Provided records Start Marker
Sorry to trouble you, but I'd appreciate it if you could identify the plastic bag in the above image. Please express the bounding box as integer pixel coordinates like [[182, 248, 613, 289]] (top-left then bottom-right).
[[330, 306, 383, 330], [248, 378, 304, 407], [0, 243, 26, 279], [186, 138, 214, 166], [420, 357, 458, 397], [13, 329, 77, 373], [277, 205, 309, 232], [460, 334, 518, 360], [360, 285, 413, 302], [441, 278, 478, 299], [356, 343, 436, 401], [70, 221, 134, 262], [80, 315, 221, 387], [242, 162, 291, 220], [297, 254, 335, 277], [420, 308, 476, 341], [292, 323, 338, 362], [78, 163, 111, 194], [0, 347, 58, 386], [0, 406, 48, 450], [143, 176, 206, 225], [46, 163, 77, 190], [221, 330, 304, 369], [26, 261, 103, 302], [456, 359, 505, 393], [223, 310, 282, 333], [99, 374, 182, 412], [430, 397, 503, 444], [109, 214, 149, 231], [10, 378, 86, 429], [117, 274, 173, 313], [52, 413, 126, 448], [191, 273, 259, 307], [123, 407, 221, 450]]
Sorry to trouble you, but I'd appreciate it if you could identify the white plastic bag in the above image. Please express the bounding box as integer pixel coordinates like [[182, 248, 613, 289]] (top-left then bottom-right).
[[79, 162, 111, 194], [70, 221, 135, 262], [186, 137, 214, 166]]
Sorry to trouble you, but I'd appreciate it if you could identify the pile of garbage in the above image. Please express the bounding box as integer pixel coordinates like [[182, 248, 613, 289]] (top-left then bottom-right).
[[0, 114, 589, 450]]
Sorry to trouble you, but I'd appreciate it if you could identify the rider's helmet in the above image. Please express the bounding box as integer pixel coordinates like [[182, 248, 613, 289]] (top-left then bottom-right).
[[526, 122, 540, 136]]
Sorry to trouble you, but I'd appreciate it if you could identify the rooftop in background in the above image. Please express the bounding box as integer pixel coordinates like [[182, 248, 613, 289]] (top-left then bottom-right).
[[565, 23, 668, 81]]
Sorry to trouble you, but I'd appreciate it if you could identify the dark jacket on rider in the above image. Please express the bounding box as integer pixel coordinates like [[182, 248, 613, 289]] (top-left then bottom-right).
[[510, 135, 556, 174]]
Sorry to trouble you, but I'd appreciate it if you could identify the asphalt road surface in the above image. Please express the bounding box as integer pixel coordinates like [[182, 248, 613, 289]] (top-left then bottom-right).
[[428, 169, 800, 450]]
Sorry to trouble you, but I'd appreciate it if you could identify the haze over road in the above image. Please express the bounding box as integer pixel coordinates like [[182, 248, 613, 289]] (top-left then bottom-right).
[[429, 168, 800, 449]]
Provided records End Marker
• **Problem to work on**
Every record above should be copied exactly.

• **Exercise output**
Sorry to trouble you, but I'd appreciate it if you could identify the plastic bag in the above image. Please express the bounding box as integer pixel coordinates like [[182, 248, 613, 289]] (top-left then bottom-right).
[[330, 306, 383, 330], [248, 378, 304, 407], [0, 243, 26, 279], [186, 138, 214, 166], [420, 357, 458, 397], [13, 329, 77, 373], [277, 205, 309, 232], [460, 334, 518, 360], [360, 285, 413, 302], [441, 278, 478, 299], [356, 343, 436, 401], [70, 221, 134, 262], [80, 315, 221, 387], [242, 162, 291, 220], [297, 254, 335, 277], [420, 308, 476, 341], [292, 323, 338, 362], [78, 163, 111, 194], [0, 347, 58, 386], [0, 406, 48, 450], [143, 176, 206, 225], [46, 163, 77, 190], [221, 330, 304, 369], [26, 261, 103, 302], [456, 359, 505, 393], [223, 310, 282, 333], [99, 374, 182, 412], [430, 397, 503, 444], [109, 214, 149, 231], [10, 378, 86, 429], [117, 274, 173, 313], [52, 413, 126, 448], [191, 273, 259, 307], [123, 407, 221, 450]]
Sorry to trouble you, but I'd appreciate it if you could identify the white plastic bag in the above image. Please express the bounding box as integer pixel coordinates like [[182, 248, 613, 289]] (top-left then bottom-right).
[[79, 162, 111, 194], [70, 221, 135, 262], [186, 137, 214, 166]]
Sorry to trouble you, but I'd appreciate it if you could identify the pile of garbage in the above image. Please express the bounding box as integer pixel coordinates like [[182, 248, 613, 289]] (top-left then bottom-right).
[[0, 114, 589, 450]]
Sorry to trouble you, but I'd appreciate it if you could identify the rider's helmet in the above image. Please express the bounding box as integer pixel coordinates like [[182, 248, 613, 289]] (top-left then bottom-right).
[[526, 122, 540, 136]]
Sorry to trouble you, but I'd appreciate it if you could identify the rooftop in background in the above image. Please express the bounding box as integer pixel coordinates like [[182, 248, 613, 289]] (top-left then bottom-right).
[[565, 23, 668, 81]]
Sorry to trouble you, but I'd appreciate it if you could identify the dark jacket on rider in the above image. Please express the bounding box as integer pixel coordinates like [[182, 248, 613, 289]] (top-left then bottom-right).
[[510, 135, 556, 174]]
Sorry to trouble you, but I'd appreciate it if you could identify the asphalt road surface in the above image. Please express the bounding box as integer pixel coordinates like [[182, 248, 613, 289]] (top-left then bottom-right).
[[428, 169, 800, 450]]
Sorry to trouble you, but I'd appreciate it if you could identify the haze over road in the above image. Please express the bounding box as integer pixel coordinates like [[182, 248, 613, 289]] (top-left then bottom-right).
[[429, 168, 800, 449]]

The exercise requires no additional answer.